* Start Quoted passage *

# Check implementation

In [None]:
import bw2data as bd
import bw_processing as bwp
from collections import defaultdict
from pathlib import Path
import plotly.graph_objects as go
from plotly.subplots import make_subplots
from fs.zipfs import ZipFS
from scipy.stats import lognorm

import sys
sys.path.append("/Users/akim/PycharmProjects/akula")
from akula.implicit_markets import DATA_DIR

bd.projects.set_current('GSA for archetypes')

fp_implicit_markets = DATA_DIR / "implicit-markets.zip"
dp = bwp.load_datapackage(ZipFS(fp_implicit_markets))

In [None]:
indices = dp.get_resource('implicit markets.indices')[0]
data = dp.get_resource('implicit markets.data')[0]
# distributions = dp.get_resource('implicit markets.distributions')[0]

In [None]:
found = defaultdict(list)
data_act = defaultdict(list)
for col in list(set(indices['col'])):
    rows = indices[indices['col']==col]['row']
    act = bd.get_activity(int(col))
    for exc in act.exchanges():
        if exc.input.id in rows:
            found[act].append(exc)
            row_col = np.array((exc.input.id, col), dtype=indices.dtype)
            where = np.where(indices == row_col)[0][0]
            data_act[act].append(data[where])

In [None]:
# pdf = matplotlib.backends.backend_pdf.PdfPages("implicit_market_figures.pdf")
write_figs = Path("implicit_markets")
write_figs.mkdir(exist_ok=True, parents=True)

dist_ = {}
num_bins = 100
count = 0
  
for ng, current in found.items():

    rows=len(current)

* End Quoted passage *
* Start Stored data *

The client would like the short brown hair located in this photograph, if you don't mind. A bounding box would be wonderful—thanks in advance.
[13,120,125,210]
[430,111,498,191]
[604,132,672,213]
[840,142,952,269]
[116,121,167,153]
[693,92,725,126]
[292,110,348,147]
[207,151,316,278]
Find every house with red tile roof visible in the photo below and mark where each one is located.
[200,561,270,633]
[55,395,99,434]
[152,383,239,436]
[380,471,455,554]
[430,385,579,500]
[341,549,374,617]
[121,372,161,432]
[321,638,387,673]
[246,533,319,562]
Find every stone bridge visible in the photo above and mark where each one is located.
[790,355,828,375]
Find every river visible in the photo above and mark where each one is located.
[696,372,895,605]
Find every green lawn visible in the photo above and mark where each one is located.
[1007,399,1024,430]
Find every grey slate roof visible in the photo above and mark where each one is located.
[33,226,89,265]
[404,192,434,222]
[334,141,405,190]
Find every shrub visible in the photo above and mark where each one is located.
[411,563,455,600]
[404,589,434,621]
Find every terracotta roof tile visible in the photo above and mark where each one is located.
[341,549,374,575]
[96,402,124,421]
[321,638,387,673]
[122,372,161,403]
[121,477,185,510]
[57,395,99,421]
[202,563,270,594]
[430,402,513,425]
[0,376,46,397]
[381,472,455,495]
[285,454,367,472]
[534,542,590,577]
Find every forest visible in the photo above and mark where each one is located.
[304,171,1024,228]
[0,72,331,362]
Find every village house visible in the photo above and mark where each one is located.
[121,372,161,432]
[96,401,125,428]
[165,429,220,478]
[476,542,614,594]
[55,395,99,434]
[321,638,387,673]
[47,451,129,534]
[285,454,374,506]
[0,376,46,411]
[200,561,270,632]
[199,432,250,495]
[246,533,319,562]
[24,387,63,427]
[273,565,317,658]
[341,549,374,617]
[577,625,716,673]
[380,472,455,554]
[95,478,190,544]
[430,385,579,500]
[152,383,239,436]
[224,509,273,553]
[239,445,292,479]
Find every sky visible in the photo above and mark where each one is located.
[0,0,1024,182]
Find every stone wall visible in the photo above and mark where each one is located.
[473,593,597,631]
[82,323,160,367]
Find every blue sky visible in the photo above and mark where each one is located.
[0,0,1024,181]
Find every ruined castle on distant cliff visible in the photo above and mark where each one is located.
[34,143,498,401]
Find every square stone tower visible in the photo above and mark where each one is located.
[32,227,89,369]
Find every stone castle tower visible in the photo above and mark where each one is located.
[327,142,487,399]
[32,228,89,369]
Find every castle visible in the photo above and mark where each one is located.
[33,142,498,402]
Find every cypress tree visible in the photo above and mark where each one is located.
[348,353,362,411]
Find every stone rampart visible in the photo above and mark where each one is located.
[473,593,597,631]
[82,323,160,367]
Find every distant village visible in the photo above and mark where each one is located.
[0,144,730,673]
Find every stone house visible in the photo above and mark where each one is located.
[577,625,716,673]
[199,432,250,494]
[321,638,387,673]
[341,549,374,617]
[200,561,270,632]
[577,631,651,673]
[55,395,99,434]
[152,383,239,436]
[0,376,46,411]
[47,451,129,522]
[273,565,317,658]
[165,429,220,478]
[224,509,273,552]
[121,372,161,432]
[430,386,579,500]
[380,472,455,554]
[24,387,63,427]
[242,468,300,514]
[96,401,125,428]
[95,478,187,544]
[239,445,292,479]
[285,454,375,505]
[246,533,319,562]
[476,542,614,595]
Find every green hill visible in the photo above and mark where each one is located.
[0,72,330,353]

* End Stored data *

_Given instruction A:_ In the notebook code, which project is set as the current one?
_Given instruction B:_ Reproduce everything in the notebook code from "dp = bwp.load_datapackage(ZipFS(fp_implicit_markets))" down to "found = defaultdict(list)".
The material plays no part in what is asked here.

_Expected output A:_ GSA for archetypes

_Expected output B:_
dp = bwp.load_datapackage(ZipFS(fp_implicit_markets))

In [None]:
indices = dp.get_resource('implicit markets.indices')[0]
data = dp.get_resource('implicit markets.data')[0]
# distributions = dp.get_resource('implicit markets.distributions')[0]

In [None]:
found = defaultdict(list)